TEXTO PROPORCIONADO —
++++++++++

Casi cuatro horas de metraje, tres Oscar —mejor actor, música original y fotografía— y un formato en 70 milímetros que devora con su campo visual extendido. Pero, más allá del cine, lo que esta historia épica y sobria provocó en mí fue un reencuentro con un viejo conocido de nuestras ciudades. No me refiero solo al estilo arquitectónico, sino a una forma de ver y habitar el mundo. Concretamente. Brutalmente.

En el filme, László Tóth, un arquitecto judío formado en la Bauhaus huye de la Europa arrasada por la Segunda Guerra Mundial para buscar en Estados Unidos un nuevo lugar en el que recomenzar y construir. Pero no encuentra libertad, sino los muros invisibles del capitalismo. En su lucha se proyecta una época —la posguerra— en que las ciudades, y las almas, debían rehacerse desde la nada.

Así nació el movimiento arquitectónico brutalista. El término viene del francés béton brut, que significa “hormigón en bruto”. No se refiere a la brutalidad en el sentido agresivo (aunque también), sino a la desnudez de los materiales, al gesto de mostrar la estructura tal como es, sin adornos, sin máscaras. Impactó visualmente y transmitió solidez, al tiempo que reflejaba una visión idealista y colectiva de la arquitectura.

Fue el francés Le Corbusier, arquitecto, urbanista, diseñador y teórico de la arquitectura, quien plantó la semilla o, mejor dicho, los pilares. Fascinado por la expresividad del hormigón y su resistencia casi mitológica, comenzó a diseñar formas geométricas gigantes, imponentes, que pronto se expandieron como una ideología constructiva por Europa del Este, Reino Unido y también América Latina.
El brutalismo fue, en su origen, una promesa de justicia. Barato, rápido de construir, funcional. Ideal para escuelas, hospitales, viviendas populares. Un modo de responder a las necesidades urgentes de la posguerra con soluciones contundentes. Una arquitectura para el pueblo, pensada desde una utopía socialista, pero aplicada muchas veces desde el Estado autoritario.
Ese fue, quizá, su talón de Aquiles. La estética fría, las masas de concreto gris, las ventanas mínimas y la falta total de ornamentos empezaron a mirarse con recelo. Se le acusó de inhumano, de aplastante. Muchos edificios sufrieron filtraciones, envejecieron mal. Para la década de 1980, el brutalismo había caído en desgracia. De utopía social a pesadilla distópica.

++++++++++

QUÉ HACER —
Copia el tramo del texto sobre el brutalismo que va desde "En el filme, László" hasta "de la arquitectura.", y sustituye "hormigón" por "concreto".

++++++++++

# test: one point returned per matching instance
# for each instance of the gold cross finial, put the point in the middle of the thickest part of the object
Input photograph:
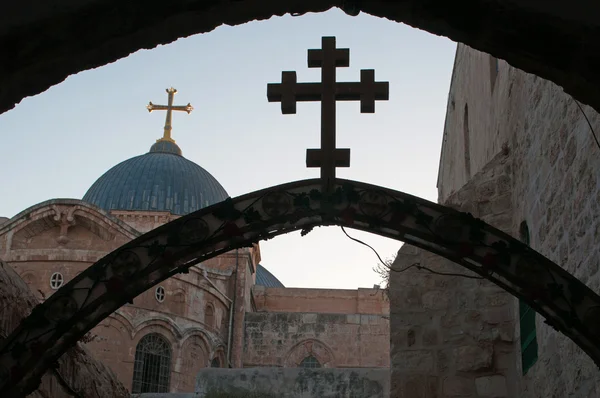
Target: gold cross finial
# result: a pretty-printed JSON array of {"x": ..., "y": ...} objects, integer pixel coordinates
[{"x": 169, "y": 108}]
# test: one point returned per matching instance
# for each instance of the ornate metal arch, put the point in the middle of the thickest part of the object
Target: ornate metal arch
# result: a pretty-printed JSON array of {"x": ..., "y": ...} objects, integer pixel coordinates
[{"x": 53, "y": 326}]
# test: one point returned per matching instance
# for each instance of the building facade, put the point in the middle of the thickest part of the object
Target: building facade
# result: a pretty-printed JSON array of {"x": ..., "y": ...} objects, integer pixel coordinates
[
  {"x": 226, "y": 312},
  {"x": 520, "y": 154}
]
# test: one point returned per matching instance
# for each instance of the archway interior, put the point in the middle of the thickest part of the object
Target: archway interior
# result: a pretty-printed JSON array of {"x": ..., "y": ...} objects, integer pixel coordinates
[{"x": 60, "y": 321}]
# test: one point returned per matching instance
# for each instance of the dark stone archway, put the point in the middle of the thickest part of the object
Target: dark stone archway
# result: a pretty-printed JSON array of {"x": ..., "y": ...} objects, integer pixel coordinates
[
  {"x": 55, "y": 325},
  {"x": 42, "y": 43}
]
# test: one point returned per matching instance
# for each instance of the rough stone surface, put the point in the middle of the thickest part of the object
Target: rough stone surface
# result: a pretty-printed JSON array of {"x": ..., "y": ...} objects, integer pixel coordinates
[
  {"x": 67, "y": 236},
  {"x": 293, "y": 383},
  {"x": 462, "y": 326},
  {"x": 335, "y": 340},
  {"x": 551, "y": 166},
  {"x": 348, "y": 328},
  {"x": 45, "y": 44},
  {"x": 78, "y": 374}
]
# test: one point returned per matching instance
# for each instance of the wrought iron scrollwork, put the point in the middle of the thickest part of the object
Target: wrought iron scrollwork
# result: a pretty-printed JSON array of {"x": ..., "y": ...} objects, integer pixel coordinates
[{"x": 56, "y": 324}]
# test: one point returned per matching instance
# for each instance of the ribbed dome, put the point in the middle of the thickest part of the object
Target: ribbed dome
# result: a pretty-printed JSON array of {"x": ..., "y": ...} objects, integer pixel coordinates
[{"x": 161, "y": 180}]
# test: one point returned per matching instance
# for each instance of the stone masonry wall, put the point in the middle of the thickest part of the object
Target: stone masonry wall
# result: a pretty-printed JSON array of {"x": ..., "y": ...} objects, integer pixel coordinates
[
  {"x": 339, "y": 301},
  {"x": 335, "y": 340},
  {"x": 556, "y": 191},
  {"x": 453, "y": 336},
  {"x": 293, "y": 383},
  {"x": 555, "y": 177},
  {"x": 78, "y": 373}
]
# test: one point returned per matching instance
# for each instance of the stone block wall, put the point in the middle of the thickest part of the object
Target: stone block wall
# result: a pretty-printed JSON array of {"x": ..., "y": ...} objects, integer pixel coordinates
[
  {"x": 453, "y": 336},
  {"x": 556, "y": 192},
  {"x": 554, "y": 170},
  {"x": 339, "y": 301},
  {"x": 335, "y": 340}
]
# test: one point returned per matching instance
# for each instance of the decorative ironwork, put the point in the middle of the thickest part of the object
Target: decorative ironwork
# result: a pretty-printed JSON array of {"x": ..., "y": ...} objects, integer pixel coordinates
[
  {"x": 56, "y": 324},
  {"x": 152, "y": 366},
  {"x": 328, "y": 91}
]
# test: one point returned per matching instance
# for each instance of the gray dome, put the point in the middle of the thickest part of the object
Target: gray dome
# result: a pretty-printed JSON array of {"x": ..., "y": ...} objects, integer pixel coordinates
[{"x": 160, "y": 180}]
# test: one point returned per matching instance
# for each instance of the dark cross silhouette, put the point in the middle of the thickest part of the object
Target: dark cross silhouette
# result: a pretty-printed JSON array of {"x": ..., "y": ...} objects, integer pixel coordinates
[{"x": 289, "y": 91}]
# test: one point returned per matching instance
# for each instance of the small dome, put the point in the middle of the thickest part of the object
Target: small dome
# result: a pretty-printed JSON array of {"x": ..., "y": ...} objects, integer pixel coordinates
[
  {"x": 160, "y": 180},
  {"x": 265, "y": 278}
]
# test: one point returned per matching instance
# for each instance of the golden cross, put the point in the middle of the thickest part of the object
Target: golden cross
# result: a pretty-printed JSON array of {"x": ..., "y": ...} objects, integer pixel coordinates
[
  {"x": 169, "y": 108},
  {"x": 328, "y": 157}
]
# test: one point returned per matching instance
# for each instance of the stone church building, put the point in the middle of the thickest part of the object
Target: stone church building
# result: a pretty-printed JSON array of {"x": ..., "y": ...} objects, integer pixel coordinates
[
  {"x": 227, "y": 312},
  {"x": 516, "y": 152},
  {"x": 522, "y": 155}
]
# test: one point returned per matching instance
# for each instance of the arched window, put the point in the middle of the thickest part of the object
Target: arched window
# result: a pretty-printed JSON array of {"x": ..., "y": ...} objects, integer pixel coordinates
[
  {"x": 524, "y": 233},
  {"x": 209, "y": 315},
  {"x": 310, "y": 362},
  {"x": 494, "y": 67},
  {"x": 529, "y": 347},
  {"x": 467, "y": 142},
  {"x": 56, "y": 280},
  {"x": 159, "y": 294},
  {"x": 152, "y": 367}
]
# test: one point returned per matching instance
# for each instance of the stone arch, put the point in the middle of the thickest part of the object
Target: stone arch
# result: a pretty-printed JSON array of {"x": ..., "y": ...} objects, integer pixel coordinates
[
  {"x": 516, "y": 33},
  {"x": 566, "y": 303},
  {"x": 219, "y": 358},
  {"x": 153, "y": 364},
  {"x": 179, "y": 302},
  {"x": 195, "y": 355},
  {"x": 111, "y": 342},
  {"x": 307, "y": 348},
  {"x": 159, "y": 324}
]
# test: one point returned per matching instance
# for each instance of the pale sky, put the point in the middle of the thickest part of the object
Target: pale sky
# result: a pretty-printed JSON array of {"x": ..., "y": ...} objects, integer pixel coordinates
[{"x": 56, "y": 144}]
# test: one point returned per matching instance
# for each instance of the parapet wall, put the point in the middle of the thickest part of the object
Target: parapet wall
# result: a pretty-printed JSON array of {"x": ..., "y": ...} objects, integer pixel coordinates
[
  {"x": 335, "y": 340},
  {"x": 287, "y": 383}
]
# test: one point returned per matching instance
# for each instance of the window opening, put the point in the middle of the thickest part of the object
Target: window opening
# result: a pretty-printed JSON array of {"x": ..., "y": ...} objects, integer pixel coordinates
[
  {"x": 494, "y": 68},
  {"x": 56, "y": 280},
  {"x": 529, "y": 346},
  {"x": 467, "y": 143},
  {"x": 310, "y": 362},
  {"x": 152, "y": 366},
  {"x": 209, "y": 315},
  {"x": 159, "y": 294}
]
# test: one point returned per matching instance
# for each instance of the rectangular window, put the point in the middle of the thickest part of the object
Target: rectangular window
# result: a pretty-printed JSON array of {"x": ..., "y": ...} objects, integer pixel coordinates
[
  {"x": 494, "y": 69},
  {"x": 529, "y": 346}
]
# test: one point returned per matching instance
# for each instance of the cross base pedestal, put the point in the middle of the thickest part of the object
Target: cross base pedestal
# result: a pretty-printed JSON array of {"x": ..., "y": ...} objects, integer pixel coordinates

++++++++++

ESPACIO DE RESPUESTA —
En el filme, László Tóth, un arquitecto judío formado en la Bauhaus huye de la Europa arrasada por la Segunda Guerra Mundial para buscar en Estados Unidos un nuevo lugar en el que recomenzar y construir. Pero no encuentra libertad, sino los muros invisibles del capitalismo. En su lucha se proyecta una época —la posguerra— en que las ciudades, y las almas, debían rehacerse desde la nada.

Así nació el movimiento arquitectónico brutalista. El término viene del francés béton brut, que significa “concreto en bruto”. No se refiere a la brutalidad en el sentido agresivo (aunque también), sino a la desnudez de los materiales, al gesto de mostrar la estructura tal como es, sin adornos, sin máscaras. Impactó visualmente y transmitió solidez, al tiempo que reflejaba una visión idealista y colectiva de la arquitectura.